Quote the records that follow in full and exactly; leave out the pictures.

Start of DATA SUPPLIED

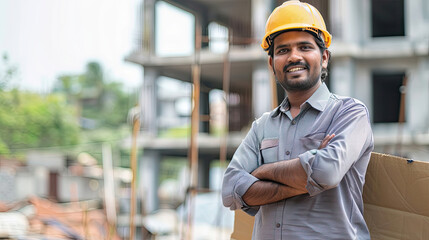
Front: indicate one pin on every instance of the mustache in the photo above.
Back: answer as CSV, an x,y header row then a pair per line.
x,y
295,64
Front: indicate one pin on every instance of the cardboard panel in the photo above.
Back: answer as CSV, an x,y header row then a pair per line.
x,y
396,197
243,226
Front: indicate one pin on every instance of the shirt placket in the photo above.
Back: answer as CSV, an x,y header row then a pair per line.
x,y
288,128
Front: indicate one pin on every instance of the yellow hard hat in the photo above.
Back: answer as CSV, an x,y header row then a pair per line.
x,y
295,15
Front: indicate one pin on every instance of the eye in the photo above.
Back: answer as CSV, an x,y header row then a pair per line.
x,y
282,51
306,47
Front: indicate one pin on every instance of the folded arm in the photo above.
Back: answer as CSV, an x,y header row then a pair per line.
x,y
279,180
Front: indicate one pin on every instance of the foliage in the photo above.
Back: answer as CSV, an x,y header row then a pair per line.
x,y
8,73
102,103
29,120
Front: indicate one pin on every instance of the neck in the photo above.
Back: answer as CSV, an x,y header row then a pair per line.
x,y
297,98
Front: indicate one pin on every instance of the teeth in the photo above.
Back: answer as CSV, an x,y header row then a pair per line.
x,y
295,69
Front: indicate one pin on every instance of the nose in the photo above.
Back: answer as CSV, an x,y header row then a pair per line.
x,y
294,56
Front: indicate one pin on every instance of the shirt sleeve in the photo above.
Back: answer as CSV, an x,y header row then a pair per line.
x,y
237,178
326,167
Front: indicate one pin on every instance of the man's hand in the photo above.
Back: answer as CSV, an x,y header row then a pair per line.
x,y
326,140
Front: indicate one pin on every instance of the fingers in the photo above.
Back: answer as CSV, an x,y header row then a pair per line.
x,y
326,140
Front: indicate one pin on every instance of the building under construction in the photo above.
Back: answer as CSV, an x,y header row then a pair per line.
x,y
380,55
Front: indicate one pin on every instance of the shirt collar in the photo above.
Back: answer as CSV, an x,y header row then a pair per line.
x,y
318,101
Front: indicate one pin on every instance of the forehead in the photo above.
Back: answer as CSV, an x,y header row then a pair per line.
x,y
294,37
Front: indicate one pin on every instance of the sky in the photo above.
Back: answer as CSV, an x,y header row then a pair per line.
x,y
48,38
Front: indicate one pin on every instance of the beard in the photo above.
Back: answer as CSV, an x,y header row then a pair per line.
x,y
302,85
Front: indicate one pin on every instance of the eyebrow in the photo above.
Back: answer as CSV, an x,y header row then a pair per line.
x,y
298,43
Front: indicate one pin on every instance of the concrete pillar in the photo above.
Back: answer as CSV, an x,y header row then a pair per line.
x,y
261,90
148,22
203,173
417,110
261,9
149,167
204,110
341,76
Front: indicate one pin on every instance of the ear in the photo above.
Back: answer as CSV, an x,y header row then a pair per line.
x,y
325,58
270,61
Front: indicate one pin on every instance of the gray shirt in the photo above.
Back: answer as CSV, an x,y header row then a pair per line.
x,y
333,207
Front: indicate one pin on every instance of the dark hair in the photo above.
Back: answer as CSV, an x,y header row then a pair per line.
x,y
317,38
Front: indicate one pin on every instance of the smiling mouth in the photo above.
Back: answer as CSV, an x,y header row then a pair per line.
x,y
295,69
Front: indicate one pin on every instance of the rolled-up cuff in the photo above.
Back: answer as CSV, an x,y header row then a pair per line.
x,y
307,160
244,183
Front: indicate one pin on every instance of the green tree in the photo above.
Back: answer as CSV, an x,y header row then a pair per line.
x,y
29,120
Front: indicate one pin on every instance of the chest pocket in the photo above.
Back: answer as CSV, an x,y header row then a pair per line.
x,y
269,150
312,141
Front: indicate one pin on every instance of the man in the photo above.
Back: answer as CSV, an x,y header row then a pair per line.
x,y
301,168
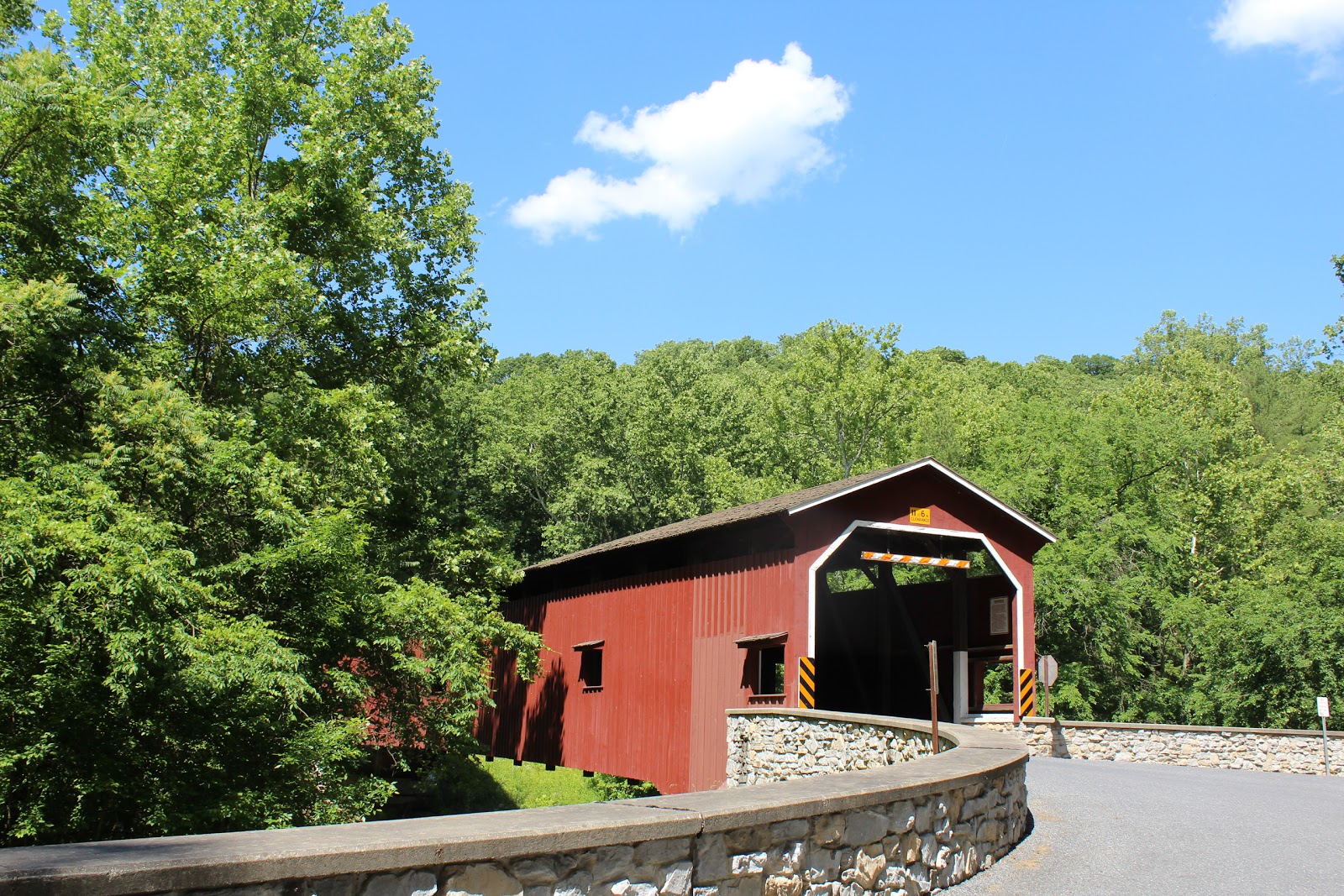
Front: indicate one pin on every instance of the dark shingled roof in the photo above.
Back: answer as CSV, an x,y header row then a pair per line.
x,y
768,506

End of DATA SUPPLIED

RESULT FOR THIS EXERCISE>
Front: indicate one pin on every instance of the mustache in the photo above.
Back: answer as CSV, an x,y header row then a pair per line.
x,y
295,64
Front: indicate one pin on every instance of the cardboard panel in the photo above.
Back: answer as CSV, an x,y header row then a pair per line.
x,y
396,197
243,226
Front: indicate one pin on every instance of the shirt placket in the photo above.
Back: answer as CSV, an x,y header row then a pair per line.
x,y
288,128
Front: indicate one pin on every instance of the yellow hard hat in the photo above.
Back: answer as CSV, an x,y header row then a pair per line.
x,y
295,15
Front: indicate one pin on every instance of the eye in the photo above.
Back: answer as CSV, an x,y header row then a pair per line.
x,y
282,51
306,47
Front: indicate one pin on every instance of the folded arm in the photo above.
Back: answer as CSV, an x,y header row then a pair per line.
x,y
279,180
Front: indicate one pin on every instance of the foliage in the photo above.
Back: answer as CSV, an x,y header row then a pair per line.
x,y
8,73
102,103
29,120
Front: indicate one pin on every instance of the neck in the photo above.
Back: answer as CSV, an x,y header row then a pair per line.
x,y
297,98
Front: indicate one pin on every instance of the teeth in the photo above.
Back: answer as CSV, an x,y header row then a pair per line.
x,y
295,69
Front: indicate one pin on every instance of the nose in the photo above.
Back: answer as CSV, an x,y header row then a pair per line.
x,y
294,56
Front: indicate one pin on every instance of the shirt sleeve in the photo above.
Back: answer as CSV, an x,y header row then a pair per line.
x,y
237,178
326,167
Front: indicate one pin on every instance of the man's hand in the photo above.
Back: answer as CSV, an x,y header row then a pair per line.
x,y
326,140
Front: indicate one pin on every instance of the fingers in the photo above.
Back: answer as CSV, an x,y header row then a pair per line.
x,y
326,140
Front: indicate one pin on every instance of the building under construction in the photo above.
Back: answer as CSV, an x,y header row then a pair per line.
x,y
380,55
Front: indicate one pin on every instance of the shirt collar in the photo above.
Back: answer as CSV, an x,y header row then a pair per line.
x,y
318,101
Front: indicate one pin on every instance of the forehead in the photo above.
Back: answer as CSV, an x,y header row then a pair per line.
x,y
294,37
Front: indicate one pin on every instance of the sky in the photo above.
Back: answer as CSV, an x,y header row then a pair per line.
x,y
48,38
Front: indicate one pin on every instance of the beard in the photo above.
Back: answer as CSV, an x,y header row then a pair per line.
x,y
302,85
Front: indicate one pin on every instance of the eyebrow in the photo above.
Back: answer as CSV, an x,y header row then a pair per line.
x,y
298,43
Front: indicate one pin on every instance of the concrete pillar in the photo above.
Back: answer as CSV, an x,y header row then a pair per line.
x,y
261,90
148,22
203,173
417,110
261,9
149,167
204,110
341,76
Front: indicate one pin on every instance of the ear in the photo above.
Back: answer as CSV, an x,y header row then a pair per line.
x,y
325,58
270,61
Front: indicate one pin on every instance of the gray shirt in the photo above.
Back: answer as CSV, an x,y header row then a pair per line.
x,y
333,207
Front: indicate one pin on every instance of the dark hair in the photo above.
Back: answer as CSV, an x,y header row then a pair per line.
x,y
317,38
Front: indicate one pin on every instance of the smiling mouth in the photo above.
Back: answer as CSV, an x,y header row then a pair per line.
x,y
295,69
Front: indicate one pin on every instance of the rolled-up cuff in the photo above.
Back: answer as CSV, an x,y header row then a pair per line.
x,y
307,160
244,183
Front: indicate one pin on every instance of the green tree in the photo above.
Back: answer as CSV, an x,y header row then a pair per line.
x,y
29,120
Front: indicate one pin on every instance of the chest pocket in the photo above.
Back: answer as CSV, an x,y header row then a pair per line.
x,y
269,150
312,141
Front: indicate one pin on every instance of the man in the photo above.
Back: answer as CSV, an x,y header row then a pair per line.
x,y
301,168
Front: indicate one pin on every instance of the dark shingled roof in the photo above.
Back: answer as CSV, an x,y header row then a pair per line.
x,y
768,506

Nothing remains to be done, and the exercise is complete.